AUFGABE A
Prüfe anhand des Textauszugs über „Jokehnen“, ob die Aussagen (i) Elizabeth Hoffbauer stammt aus Norwich, (ii) einige Enkel Surminskis leben in London und (iii) eine italienische Fassung ist bereits erschienen zutreffen. Antworte jeweils mit Ja oder Nein und zitiere die entscheidenden Worte wörtlich.

──────

Nun endlich ist es soweit. Elizabeth Hoffbauer aus Norwich hat die Übersetzung vorgelegt (erschienen ist es bereits in schwedischer, russischer und französischer Fassung). Damit kann dem Ostpreußen-Klassiker „ein Schritt in die Herzen der englischsprachigen Jugend gelingen“, wagt Surminski zu behaupten und meint damit auch einige seiner Enkel, die in London leben. Auch seien viele Ostpreußen in englischsprachige Länder ausgewandert, sodass „Jokehnen“ jetzt auch Lektüre für deren Enkel und Urenkel ist.

──────

AUFGABE B
Schreib aus den Einträgen jede Zeile heraus, in der die Zeichenfolge „integer“ vorkommt. Achte dabei auf Groß- und Kleinschreibung.

──────

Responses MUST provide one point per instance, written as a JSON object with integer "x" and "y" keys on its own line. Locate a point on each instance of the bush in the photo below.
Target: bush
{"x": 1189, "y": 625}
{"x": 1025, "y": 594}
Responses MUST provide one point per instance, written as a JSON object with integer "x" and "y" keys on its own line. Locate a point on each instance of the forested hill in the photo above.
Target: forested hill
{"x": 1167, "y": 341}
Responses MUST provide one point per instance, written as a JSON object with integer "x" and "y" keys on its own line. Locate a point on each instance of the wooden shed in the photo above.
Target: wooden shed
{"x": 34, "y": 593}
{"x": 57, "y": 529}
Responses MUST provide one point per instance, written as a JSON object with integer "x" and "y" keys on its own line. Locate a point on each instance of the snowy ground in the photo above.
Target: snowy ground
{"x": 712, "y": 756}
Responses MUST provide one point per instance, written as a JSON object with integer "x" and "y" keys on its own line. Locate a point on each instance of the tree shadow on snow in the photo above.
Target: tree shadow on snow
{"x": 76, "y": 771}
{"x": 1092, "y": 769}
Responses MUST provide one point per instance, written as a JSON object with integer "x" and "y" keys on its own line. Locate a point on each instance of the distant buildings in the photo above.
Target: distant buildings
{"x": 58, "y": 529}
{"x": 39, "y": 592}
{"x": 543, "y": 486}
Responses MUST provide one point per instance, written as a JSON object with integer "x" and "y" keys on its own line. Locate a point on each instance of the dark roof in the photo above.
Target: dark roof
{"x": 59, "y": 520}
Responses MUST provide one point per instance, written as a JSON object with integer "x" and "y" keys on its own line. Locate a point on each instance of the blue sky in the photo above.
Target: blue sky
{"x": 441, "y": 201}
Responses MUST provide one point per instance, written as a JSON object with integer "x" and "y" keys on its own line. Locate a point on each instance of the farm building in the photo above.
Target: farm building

──────

LÖSUNG A
(i) Ja: „Elizabeth Hoffbauer aus Norwich hat die Übersetzung vorgelegt“
(ii) Ja: „einige seiner Enkel, die in London leben“
(iii) Nein: „erschienen ist es bereits in schwedischer, russischer und französischer Fassung“

LÖSUNG B
Responses MUST provide one point per instance, written as a JSON object with integer "x" and "y" keys on its own line. Locate a point on each instance of the bush in the photo below.
Responses MUST provide one point per instance, written as a JSON object with integer "x" and "y" keys on its own line. Locate a point on each instance of the forested hill in the photo above.
Responses MUST provide one point per instance, written as a JSON object with integer "x" and "y" keys on its own line. Locate a point on each instance of the wooden shed in the photo above.
Responses MUST provide one point per instance, written as a JSON object with integer "x" and "y" keys on its own line. Locate a point on each instance of the snowy ground in the photo above.
Responses MUST provide one point per instance, written as a JSON object with integer "x" and "y" keys on its own line. Locate a point on each instance of the tree shadow on snow in the photo above.
Responses MUST provide one point per instance, written as a JSON object with integer "x" and "y" keys on its own line. Locate a point on each instance of the distant buildings in the photo above.
Responses MUST provide one point per instance, written as a JSON object with integer "x" and "y" keys on its own line. Locate a point on each instance of the dark roof in the photo above.
Responses MUST provide one point per instance, written as a JSON object with integer "x" and "y" keys on its own line. Locate a point on each instance of the blue sky in the photo above.
Responses MUST provide one point per instance, written as a JSON object with integer "x" and "y" keys on its own line. Locate a point on each instance of the farm building in the photo above.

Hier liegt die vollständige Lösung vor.